▶ **所附文本**:
一、Agent 不只是 Chatbot
「AI 代理人 (AI Agent)」在 2026 年是最熱、也最被濫用的詞之一。同樣叫做「Agent」的系統,可能是一個幫你查天氣的 chatbot,也可能是一個能自己讀程式碼、跑單元測試、開 PR 的自動化工程師。要避免概念混淆,我們先回到最根本的定義。
經典 AI 教科書 Russell & Norvig 的定義:任何能透過感測器 (sensors) 感知環境,並透過效應器 (actuators) 作用於環境的實體,都是 agent。這個定義廣到包含掃地機器人、自動駕駛、甚至一隻青蛙。
2026 年大家在講的「AI Agent」幾乎都特指以 LLM 為核心推理引擎,可以使用工具、保有記憶、能自主規劃多步驟任務的系統。這比單純的 LLM 對話更強,但又比通用人工智慧 (AGI) 更務實。
"AI Agent" is one of the most overloaded buzzwords of 2026. The same label can describe a weather chatbot or a fully autonomous engineer that reads code, runs tests, and opens PRs. To avoid the confusion, return to first principles.

▶ **所附記錄**:
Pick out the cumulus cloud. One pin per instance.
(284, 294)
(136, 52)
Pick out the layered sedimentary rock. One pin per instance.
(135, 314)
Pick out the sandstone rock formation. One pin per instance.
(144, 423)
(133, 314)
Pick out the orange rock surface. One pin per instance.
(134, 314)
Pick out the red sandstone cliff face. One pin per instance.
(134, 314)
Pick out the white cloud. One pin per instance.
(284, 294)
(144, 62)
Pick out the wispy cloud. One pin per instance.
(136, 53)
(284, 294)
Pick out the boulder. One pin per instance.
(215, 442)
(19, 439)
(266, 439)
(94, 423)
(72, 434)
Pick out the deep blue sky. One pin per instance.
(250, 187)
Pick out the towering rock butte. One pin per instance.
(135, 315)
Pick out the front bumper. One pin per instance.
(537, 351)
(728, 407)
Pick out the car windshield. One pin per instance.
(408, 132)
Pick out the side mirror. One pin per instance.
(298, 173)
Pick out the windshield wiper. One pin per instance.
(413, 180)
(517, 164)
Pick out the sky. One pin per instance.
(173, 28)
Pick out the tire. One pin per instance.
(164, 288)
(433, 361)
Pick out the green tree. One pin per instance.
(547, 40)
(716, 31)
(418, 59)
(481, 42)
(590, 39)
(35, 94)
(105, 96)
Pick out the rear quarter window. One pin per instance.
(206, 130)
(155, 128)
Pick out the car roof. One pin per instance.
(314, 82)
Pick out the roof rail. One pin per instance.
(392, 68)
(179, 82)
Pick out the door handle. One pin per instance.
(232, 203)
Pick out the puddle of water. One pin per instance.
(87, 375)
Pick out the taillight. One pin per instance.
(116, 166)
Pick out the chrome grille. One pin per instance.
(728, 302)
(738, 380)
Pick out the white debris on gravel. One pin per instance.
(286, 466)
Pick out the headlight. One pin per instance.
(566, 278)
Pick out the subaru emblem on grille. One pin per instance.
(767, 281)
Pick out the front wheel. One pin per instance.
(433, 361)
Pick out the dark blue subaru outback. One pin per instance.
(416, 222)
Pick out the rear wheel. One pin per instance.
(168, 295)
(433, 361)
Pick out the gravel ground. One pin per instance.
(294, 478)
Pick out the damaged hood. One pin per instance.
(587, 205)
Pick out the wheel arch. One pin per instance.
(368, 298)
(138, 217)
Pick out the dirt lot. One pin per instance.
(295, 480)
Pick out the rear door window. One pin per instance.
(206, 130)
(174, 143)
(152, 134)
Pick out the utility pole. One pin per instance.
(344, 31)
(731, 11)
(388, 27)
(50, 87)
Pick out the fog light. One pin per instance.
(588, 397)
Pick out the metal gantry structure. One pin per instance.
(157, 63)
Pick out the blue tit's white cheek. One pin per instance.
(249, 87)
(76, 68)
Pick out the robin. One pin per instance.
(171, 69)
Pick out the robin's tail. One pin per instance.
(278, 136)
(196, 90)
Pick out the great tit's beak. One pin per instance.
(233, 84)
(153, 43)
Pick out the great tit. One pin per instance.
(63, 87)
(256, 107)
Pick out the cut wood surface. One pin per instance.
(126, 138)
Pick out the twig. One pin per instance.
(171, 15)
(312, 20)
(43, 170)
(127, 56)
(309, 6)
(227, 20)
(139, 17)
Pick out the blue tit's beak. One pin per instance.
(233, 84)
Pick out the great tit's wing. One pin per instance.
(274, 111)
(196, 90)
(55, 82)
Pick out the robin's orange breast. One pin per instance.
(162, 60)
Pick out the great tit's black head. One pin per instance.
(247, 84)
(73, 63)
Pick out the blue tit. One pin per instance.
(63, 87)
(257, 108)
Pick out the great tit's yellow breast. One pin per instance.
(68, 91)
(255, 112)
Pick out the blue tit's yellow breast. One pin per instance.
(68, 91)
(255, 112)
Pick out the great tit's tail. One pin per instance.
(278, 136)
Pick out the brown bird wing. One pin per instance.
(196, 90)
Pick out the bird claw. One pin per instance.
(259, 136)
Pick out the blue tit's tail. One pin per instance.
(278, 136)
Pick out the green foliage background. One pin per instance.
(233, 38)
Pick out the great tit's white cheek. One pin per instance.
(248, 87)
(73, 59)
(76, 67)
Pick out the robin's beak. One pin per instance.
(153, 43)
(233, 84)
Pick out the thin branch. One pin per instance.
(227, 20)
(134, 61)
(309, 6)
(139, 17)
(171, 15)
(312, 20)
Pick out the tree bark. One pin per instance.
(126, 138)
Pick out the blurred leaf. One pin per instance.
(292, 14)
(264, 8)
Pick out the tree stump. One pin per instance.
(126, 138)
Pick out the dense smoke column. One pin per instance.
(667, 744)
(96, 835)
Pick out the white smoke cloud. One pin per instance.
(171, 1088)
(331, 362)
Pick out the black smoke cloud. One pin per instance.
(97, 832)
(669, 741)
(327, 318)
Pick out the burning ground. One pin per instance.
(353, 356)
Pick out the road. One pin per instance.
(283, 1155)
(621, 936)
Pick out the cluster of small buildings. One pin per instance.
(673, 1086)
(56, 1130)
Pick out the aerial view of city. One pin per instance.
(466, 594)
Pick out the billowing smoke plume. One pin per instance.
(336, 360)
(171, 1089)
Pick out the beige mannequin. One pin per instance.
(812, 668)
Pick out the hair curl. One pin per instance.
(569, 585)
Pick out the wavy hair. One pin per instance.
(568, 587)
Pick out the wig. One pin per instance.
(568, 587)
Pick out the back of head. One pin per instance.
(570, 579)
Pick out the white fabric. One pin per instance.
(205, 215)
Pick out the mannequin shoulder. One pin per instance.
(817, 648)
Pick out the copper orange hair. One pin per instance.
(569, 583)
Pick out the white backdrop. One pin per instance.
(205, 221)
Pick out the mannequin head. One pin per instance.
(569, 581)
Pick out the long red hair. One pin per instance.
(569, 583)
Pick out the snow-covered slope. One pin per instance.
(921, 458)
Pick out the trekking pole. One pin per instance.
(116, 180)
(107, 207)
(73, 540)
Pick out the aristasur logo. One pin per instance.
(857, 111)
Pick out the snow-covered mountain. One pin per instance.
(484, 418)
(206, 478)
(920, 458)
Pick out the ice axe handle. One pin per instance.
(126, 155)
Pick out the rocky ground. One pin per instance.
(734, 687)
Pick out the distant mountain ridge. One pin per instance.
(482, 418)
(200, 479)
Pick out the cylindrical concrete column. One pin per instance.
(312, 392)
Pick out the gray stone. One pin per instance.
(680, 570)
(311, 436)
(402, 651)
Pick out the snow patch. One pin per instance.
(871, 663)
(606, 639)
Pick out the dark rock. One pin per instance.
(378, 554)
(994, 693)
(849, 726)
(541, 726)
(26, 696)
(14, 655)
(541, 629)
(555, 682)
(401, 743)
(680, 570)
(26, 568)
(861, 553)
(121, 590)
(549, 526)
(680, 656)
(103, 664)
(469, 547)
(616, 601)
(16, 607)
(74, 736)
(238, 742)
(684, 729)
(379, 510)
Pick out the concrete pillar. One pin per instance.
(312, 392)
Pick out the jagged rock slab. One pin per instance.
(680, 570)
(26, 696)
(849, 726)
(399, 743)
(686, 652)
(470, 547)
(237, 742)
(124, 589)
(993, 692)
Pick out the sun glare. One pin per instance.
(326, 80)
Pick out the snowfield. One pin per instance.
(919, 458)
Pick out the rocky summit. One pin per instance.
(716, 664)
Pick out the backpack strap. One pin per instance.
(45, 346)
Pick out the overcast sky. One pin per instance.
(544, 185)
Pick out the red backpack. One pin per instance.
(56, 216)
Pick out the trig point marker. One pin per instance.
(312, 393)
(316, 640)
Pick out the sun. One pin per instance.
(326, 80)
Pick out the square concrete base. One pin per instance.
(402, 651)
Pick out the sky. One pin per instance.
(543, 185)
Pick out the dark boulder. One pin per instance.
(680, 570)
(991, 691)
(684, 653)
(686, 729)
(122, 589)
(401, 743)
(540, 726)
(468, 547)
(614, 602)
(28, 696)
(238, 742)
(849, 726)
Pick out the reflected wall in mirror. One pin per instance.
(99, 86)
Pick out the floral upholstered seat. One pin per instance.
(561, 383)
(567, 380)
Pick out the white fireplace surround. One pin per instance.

▶ **任務說明**: 請照錄關於 AI 代理人定義之文本,自「一、Agent 不只是 Chatbot」起,直至「(actuators) 作用於環境的實體,都是 agent。這個定義廣到包含掃地機器人、自動駕駛、甚至一隻青蛙。」止(含該處文字),不得更動任何字句。 以上記錄係另行提供之材料,與文本彼此獨立。

▶ **問題解答**:
一、Agent 不只是 Chatbot
「AI 代理人 (AI Agent)」在 2026 年是最熱、也最被濫用的詞之一。同樣叫做「Agent」的系統,可能是一個幫你查天氣的 chatbot,也可能是一個能自己讀程式碼、跑單元測試、開 PR 的自動化工程師。要避免概念混淆,我們先回到最根本的定義。
經典 AI 教科書 Russell & Norvig 的定義:任何能透過感測器 (sensors) 感知環境,並透過效應器 (actuators) 作用於環境的實體,都是 agent。這個定義廣到包含掃地機器人、自動駕駛、甚至一隻青蛙。